• [WHAT IS BEING ASKED]: Please print the rows below word for word, starting with the line that contains "Question. Identify every instance of the woman's shoulder", including that line, and continuing through the final row.

• [PROVIDED DATA]:
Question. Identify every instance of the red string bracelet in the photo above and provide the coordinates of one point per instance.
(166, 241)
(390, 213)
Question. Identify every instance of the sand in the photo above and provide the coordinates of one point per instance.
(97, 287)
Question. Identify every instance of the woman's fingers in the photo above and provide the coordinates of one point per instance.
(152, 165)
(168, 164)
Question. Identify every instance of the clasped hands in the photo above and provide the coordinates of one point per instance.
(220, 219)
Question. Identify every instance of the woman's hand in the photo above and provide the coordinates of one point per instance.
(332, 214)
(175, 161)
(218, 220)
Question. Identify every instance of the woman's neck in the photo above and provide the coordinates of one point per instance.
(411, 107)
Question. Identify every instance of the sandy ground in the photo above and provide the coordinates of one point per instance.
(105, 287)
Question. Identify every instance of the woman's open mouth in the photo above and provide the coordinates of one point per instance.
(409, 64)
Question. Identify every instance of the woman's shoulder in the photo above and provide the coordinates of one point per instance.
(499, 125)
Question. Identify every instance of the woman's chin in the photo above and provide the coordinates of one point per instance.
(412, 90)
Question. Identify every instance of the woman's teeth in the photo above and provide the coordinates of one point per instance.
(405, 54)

• [RESULT OF THIS TASK]:
Question. Identify every instance of the woman's shoulder in the photo above and provide the coordinates of one point per instance.
(499, 125)
Question. Identify every instance of the woman's chin in the photo above and provide the coordinates of one point per instance.
(412, 90)
Question. Identify every instance of the woman's teeth in the photo above and provide the coordinates of one point per instance.
(405, 54)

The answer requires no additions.